ИСХОДНЫЙ ТЕКСТ

________________________

Эдуард Мане - Анри Перрюшо
Шрифт:
Интервал:
Закладка:
Пруст и Бодлер находятся рядом с Мане, когда весть об отказе достигает улицы Лавуазье. Мане в ярости, раздражение против Кутюра безгранично и нескрываемо. Пруст пытается успокоить его, уверяя, что Кутюр наверняка в этом деле не замешан, а вот что касается Делакруа, то тот еще раз показал, «насколько он выше мелочности своих современников». Еще бы! «Делакруа ведь не чета Кутюру!» – поддерживает Мане.
«Вывод один, – говорит Бодлер, – надо быть самим собой». – «Дорогой Бодлер, я всегда вам это говорил, – восклицает Мане. – Но разве я не был самим собой в „Любителе абсента“?> – спрашивает он, забыв обо всех уступках. Поэт глядит на художника. Он не отрицает, что „Любитель абсента“ мог бы стать иллюстрацией к некоторым частям „Цветов зла“. Но пусть в картине есть красивые черные тона, „густые и бархатистые“67, – от этого она не перестанет быть кутюровской. К тому же скованная поза героя картины искусственна и отдает мелодрамой. «М-да, м-да», – поэт больше не хочет ничего говорить. «Так, значит, Бодлер меня тоже ругает, – восклицает Мане. – Все ругают...»
Количество отвергнутых жюри так велико, что многие пострадавшие поговаривают о явной несправедливости: парижские мастерские бурлят гневом. Недовольство объединяет отвергнутых в группы: выстроившись против Института, они на чем свет поносят жюри, освистывают академиков, директора департамента изящных искусств г-на де Ньюверкерке, почетного камергера императора. Полиции приказано разогнать демонстрантов.
Мане предпочел не быть с ними. Сколь ни были велики его разочарование и озлобление, никакие блага мира не заставили бы его смешаться с этими взбунтовавшимися «рапэнами». Он слишком чтит общественный порядок и всю эту возню воспринимает как нечто сугубо неприличное68.
II. Андалузский гитарист
Мане, насмешник белокурый,
Как весел и изящен он,
Как обаятелен, как тонок
Сей бородатый Аполлон...
Теодор де БанвильРеакция г-на Мане оказалась неожиданной. Он тоже обвиняет только Кутюра. Значит, и впрямь от него никакого толку, если ученик, шесть лет у него проучившийся, не получил в соответствующий момент должной поддержки! Вот Пико совсем по-другому относится к своим питомцам! Как член жюри он голосует в первую очередь за них; что касается остальных кандидатов, то пусть они выходят из положения с помощью собственных учителей! Вот это «патрон»! И все себя так ведут. Но Кутюр!

________________________

ИСХОДНЫЕ СТРОКИ
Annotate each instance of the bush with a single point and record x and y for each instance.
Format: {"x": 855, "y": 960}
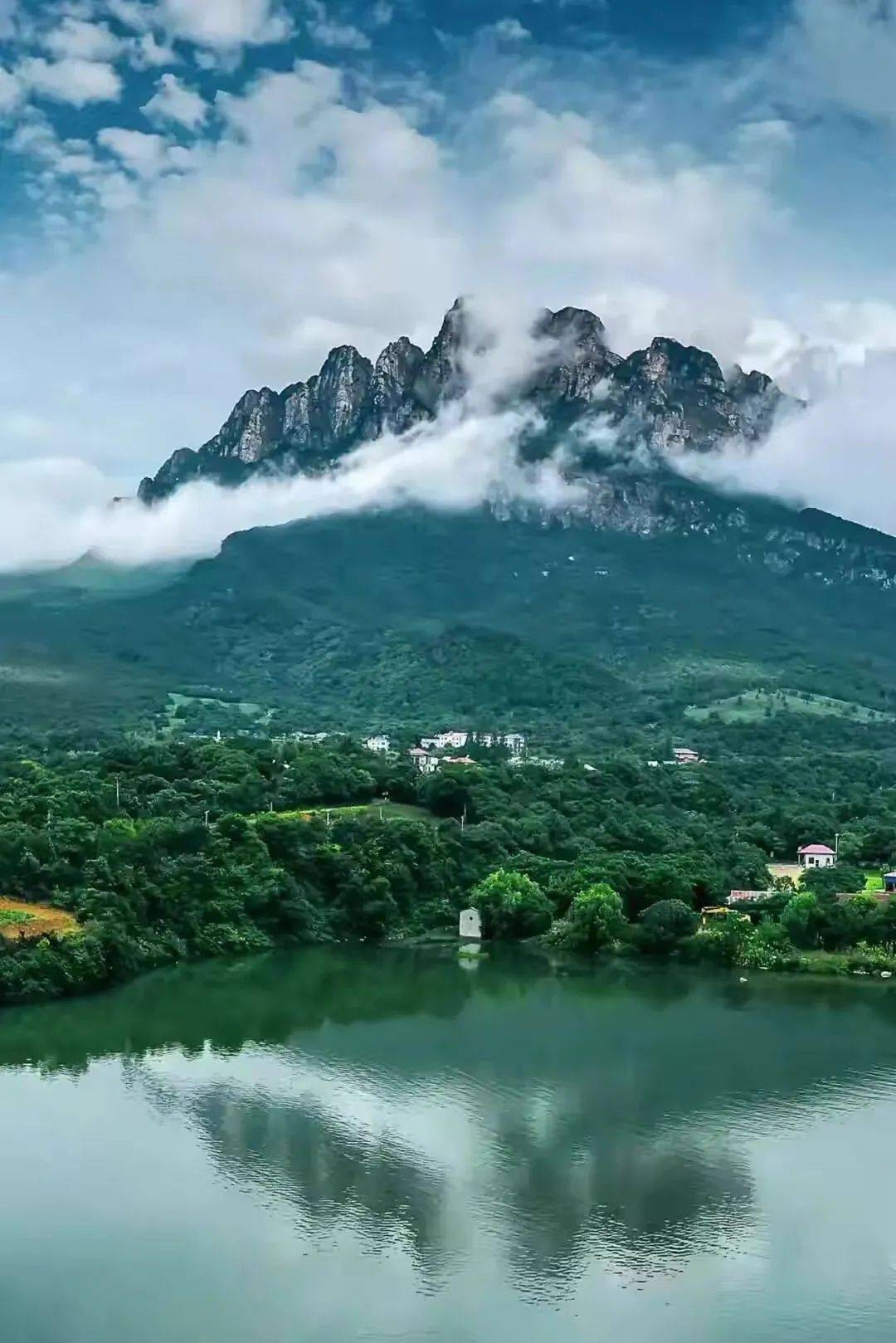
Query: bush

________________________

ЗАДАНИЕ
Как пересказать исходный текст о Мане в двух предложениях?

ПРАВИЛЬНЫЙ ОТВЕТ
Узнав об отказе, Мане в ярости винит Кутюра, а Бодлер, хотя и признаёт, что «Любитель абсента» мог бы стать иллюстрацией к «Цветам зла», считает картину кутюровской и искусственной, и Мане восклицает, что его все ругают. Многие отвергнутые жюри художники объединяются в группы и поносят жюри и академиков, полиции приказано разогнать демонстрантов, но Мане, который слишком чтит общественный порядок, к ним не присоединяется.